● STATED EXERCISE:
Find every line in these lines that contains the string "field" and copy each one out. Matching is case-sensitive.

BEGIN SUPPLIED RECORDS

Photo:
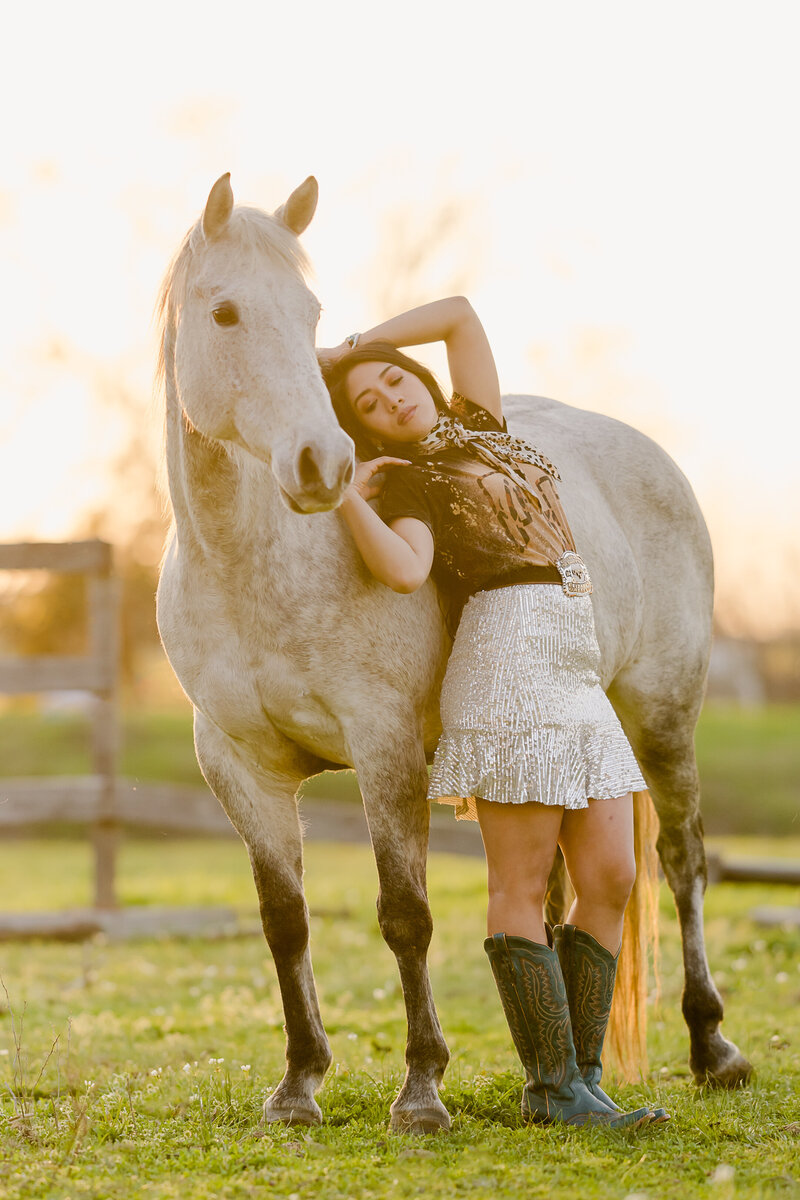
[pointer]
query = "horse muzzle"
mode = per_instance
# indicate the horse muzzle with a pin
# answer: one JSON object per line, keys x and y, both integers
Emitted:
{"x": 316, "y": 478}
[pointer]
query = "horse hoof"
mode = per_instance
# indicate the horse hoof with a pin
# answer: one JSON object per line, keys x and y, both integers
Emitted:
{"x": 284, "y": 1113}
{"x": 419, "y": 1121}
{"x": 733, "y": 1071}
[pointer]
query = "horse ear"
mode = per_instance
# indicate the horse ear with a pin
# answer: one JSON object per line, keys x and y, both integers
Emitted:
{"x": 300, "y": 208}
{"x": 218, "y": 207}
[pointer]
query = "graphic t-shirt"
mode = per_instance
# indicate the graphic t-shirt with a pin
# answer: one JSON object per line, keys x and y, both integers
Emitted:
{"x": 486, "y": 527}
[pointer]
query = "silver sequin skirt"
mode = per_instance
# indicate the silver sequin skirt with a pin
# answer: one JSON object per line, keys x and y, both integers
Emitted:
{"x": 524, "y": 715}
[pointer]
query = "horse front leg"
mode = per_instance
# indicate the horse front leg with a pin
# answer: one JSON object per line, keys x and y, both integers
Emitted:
{"x": 394, "y": 783}
{"x": 259, "y": 799}
{"x": 668, "y": 765}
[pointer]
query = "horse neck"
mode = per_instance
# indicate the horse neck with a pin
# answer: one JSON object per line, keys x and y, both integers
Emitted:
{"x": 226, "y": 504}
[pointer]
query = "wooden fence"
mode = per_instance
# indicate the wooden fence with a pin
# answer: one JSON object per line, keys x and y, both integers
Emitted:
{"x": 96, "y": 672}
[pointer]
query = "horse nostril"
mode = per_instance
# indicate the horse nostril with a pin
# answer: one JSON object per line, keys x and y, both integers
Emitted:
{"x": 307, "y": 469}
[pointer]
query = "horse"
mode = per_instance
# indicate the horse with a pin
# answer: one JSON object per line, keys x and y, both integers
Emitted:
{"x": 296, "y": 660}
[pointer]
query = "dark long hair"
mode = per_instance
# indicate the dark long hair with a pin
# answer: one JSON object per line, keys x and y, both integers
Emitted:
{"x": 373, "y": 352}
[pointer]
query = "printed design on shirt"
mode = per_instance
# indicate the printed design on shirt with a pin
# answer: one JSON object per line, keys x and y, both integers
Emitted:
{"x": 527, "y": 517}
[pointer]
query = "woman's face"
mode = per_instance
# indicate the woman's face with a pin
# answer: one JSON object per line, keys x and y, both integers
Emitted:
{"x": 390, "y": 402}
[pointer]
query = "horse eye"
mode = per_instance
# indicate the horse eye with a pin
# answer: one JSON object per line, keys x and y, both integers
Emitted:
{"x": 226, "y": 315}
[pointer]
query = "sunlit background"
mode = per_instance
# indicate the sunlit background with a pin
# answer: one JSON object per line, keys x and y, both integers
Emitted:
{"x": 614, "y": 186}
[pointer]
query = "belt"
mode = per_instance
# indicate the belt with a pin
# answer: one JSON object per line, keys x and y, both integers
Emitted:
{"x": 570, "y": 571}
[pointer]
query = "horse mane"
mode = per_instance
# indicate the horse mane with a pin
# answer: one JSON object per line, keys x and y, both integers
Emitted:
{"x": 254, "y": 232}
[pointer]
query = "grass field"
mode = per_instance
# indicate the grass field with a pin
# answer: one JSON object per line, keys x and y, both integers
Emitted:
{"x": 749, "y": 760}
{"x": 162, "y": 1051}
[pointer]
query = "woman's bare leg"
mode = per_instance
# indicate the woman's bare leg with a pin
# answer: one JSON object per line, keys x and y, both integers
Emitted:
{"x": 519, "y": 843}
{"x": 597, "y": 845}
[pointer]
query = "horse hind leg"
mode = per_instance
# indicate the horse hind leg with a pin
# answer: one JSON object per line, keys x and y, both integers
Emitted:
{"x": 662, "y": 739}
{"x": 263, "y": 809}
{"x": 394, "y": 785}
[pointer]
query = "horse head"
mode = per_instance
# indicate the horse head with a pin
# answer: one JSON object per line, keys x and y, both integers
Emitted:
{"x": 239, "y": 323}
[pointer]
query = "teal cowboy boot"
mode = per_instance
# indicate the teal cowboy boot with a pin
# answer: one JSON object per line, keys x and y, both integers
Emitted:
{"x": 589, "y": 972}
{"x": 534, "y": 1000}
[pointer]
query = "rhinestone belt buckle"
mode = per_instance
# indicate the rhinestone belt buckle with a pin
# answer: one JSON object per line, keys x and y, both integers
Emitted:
{"x": 575, "y": 574}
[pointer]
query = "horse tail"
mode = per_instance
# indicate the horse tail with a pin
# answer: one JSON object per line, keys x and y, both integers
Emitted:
{"x": 627, "y": 1029}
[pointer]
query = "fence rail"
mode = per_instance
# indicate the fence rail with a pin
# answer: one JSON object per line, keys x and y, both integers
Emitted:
{"x": 95, "y": 672}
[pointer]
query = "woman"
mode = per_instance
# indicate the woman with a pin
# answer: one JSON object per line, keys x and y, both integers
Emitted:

END SUPPLIED RECORDS

● EXPECTED ANSWER:
query = "grass field"
# indicate the grass field with a pin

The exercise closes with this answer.